===== Dataset records
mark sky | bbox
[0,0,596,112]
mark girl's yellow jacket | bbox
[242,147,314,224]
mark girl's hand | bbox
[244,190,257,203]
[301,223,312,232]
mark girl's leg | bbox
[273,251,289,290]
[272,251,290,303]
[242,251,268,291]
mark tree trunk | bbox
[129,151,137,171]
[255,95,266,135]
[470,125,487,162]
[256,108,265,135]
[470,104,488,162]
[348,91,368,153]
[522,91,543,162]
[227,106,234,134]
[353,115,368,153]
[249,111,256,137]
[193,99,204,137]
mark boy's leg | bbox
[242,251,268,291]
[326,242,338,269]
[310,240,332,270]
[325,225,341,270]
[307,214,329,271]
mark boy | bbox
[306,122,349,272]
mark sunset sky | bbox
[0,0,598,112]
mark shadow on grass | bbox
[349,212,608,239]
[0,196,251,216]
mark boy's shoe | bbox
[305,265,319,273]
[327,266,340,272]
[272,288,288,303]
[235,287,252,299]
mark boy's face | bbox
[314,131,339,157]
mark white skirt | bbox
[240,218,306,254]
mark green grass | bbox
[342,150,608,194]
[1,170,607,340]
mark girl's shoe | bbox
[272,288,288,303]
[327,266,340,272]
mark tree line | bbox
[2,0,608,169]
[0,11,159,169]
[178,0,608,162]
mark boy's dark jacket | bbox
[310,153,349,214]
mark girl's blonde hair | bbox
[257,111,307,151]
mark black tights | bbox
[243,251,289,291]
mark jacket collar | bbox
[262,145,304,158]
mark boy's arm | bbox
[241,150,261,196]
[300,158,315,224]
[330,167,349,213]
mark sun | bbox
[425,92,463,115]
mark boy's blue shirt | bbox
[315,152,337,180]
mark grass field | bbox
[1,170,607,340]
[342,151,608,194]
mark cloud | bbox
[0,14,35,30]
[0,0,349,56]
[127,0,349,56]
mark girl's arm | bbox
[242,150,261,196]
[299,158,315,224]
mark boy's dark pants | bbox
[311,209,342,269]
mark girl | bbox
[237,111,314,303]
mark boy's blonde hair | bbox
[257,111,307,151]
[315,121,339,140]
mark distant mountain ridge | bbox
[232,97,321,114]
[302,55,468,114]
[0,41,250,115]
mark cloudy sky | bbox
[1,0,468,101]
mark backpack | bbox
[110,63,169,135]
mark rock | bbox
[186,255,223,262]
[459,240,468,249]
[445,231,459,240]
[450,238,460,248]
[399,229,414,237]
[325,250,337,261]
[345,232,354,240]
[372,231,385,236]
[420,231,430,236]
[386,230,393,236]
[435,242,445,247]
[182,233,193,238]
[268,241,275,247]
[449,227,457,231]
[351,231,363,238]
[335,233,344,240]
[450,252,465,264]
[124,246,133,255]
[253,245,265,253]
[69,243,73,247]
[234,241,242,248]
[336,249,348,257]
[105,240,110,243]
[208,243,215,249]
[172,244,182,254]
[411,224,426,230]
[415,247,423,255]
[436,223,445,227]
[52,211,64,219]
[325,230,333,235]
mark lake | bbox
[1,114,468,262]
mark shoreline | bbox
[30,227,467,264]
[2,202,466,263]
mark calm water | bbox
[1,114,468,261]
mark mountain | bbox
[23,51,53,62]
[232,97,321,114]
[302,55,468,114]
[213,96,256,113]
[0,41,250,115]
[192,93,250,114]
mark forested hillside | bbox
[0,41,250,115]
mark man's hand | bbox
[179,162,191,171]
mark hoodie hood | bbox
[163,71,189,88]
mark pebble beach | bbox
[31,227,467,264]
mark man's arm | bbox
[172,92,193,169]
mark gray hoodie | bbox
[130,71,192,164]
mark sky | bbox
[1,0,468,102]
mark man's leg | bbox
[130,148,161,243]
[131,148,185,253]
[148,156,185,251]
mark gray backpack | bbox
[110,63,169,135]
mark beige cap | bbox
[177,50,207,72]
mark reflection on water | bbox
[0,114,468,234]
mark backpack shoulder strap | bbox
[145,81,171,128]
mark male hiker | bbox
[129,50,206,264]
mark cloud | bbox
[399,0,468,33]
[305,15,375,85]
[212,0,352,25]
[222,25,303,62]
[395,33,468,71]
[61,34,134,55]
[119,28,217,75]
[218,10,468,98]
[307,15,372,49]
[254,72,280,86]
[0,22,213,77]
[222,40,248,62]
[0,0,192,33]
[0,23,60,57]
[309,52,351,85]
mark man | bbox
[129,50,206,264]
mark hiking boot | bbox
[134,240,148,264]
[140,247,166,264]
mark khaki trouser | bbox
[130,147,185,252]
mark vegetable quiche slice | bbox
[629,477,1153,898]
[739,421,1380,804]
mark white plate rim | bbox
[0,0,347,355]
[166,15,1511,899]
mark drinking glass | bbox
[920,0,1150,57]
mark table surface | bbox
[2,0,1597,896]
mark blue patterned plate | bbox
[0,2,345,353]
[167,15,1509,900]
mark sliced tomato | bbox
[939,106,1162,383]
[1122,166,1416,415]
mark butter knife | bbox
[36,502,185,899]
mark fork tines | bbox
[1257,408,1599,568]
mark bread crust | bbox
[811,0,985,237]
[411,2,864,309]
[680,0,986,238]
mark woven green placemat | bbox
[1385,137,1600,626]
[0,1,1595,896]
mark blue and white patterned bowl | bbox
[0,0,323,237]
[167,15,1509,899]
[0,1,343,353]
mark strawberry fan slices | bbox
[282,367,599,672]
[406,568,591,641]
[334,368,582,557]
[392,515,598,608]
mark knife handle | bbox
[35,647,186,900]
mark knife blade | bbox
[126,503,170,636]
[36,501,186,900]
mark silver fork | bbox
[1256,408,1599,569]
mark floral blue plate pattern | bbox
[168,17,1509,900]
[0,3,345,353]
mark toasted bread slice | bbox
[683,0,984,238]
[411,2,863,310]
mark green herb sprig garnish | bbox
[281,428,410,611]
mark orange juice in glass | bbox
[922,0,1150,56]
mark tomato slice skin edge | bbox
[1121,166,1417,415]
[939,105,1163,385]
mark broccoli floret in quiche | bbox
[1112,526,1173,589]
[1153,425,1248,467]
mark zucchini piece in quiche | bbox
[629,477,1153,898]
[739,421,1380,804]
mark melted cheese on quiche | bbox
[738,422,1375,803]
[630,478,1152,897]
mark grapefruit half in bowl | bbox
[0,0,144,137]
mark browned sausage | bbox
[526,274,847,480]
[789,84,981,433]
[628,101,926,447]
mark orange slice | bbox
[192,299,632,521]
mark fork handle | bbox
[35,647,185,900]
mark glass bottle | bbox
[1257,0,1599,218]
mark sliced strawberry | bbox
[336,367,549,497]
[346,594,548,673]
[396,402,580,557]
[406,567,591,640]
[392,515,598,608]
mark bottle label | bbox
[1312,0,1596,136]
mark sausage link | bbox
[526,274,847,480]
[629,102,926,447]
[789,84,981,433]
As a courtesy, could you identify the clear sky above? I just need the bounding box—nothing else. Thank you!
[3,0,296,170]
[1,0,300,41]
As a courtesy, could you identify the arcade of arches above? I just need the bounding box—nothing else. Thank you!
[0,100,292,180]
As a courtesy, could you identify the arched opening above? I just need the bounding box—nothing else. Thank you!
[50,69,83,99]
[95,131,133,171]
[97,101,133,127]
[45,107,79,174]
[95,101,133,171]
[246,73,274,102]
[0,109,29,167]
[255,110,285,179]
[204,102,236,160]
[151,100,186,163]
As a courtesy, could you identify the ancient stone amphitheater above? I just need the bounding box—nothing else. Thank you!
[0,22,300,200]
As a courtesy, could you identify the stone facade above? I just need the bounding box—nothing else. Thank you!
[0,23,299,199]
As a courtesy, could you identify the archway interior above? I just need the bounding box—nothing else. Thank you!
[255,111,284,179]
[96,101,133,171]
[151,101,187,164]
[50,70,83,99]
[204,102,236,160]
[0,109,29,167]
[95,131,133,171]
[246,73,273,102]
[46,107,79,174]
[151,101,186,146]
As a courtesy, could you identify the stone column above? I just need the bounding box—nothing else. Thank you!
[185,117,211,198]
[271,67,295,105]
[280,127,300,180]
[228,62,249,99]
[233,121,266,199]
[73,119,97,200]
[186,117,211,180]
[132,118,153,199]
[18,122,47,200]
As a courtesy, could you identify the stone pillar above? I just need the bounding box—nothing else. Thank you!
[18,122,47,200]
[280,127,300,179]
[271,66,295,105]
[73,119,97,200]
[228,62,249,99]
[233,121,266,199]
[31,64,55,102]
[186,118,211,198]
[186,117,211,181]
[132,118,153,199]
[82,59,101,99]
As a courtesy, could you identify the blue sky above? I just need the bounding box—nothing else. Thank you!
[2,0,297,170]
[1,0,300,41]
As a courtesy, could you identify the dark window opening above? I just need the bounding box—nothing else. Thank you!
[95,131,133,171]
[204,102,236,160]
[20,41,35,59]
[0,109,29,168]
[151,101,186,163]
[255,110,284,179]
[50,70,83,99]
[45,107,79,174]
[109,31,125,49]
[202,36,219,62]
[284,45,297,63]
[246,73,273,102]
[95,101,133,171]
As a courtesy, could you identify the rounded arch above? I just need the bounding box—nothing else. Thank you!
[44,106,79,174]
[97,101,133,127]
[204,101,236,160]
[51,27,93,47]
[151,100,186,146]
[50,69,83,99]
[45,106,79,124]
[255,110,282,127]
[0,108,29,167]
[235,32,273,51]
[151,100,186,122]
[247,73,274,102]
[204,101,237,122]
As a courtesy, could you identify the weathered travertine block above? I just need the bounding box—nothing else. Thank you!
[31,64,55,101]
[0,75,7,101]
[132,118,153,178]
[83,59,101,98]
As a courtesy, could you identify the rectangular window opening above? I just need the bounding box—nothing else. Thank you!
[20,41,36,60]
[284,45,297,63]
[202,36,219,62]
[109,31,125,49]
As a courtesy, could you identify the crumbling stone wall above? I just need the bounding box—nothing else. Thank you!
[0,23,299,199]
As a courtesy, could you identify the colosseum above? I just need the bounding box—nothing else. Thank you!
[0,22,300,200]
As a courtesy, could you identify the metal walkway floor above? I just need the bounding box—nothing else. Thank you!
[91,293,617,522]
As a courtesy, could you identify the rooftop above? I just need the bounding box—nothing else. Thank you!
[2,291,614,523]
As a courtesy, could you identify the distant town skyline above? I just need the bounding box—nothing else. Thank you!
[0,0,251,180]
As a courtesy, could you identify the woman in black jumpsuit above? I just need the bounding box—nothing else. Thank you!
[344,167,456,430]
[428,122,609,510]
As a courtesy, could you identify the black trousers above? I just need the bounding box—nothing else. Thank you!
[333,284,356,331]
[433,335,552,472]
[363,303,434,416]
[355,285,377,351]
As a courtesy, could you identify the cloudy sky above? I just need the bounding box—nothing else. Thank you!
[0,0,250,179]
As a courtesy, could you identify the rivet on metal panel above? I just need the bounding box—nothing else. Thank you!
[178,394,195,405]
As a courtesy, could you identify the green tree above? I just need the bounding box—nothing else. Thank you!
==========
## What this task involves
Print nothing but the lines from the line with "As a courtesy, could you identify the black" to the last line of the records above. Both of those lines count.

## Answer to this exercise
As a courtesy, could you identify the black trousers above? I just need the bounding box—nothing else. Thank you!
[333,284,356,331]
[433,335,552,472]
[363,303,434,416]
[355,285,377,351]
As a courtesy, could you identify the cloudy sky above? I just need the bounding box—nothing else. Thank you!
[0,0,250,179]
As a courtesy, could you identify the rivet on metal panel above? I just need the bounding box—nothing else. Thank you!
[178,394,195,405]
As a courtesy, could you identify the green tree above? I just need the bounding box—nothing else. Thank you!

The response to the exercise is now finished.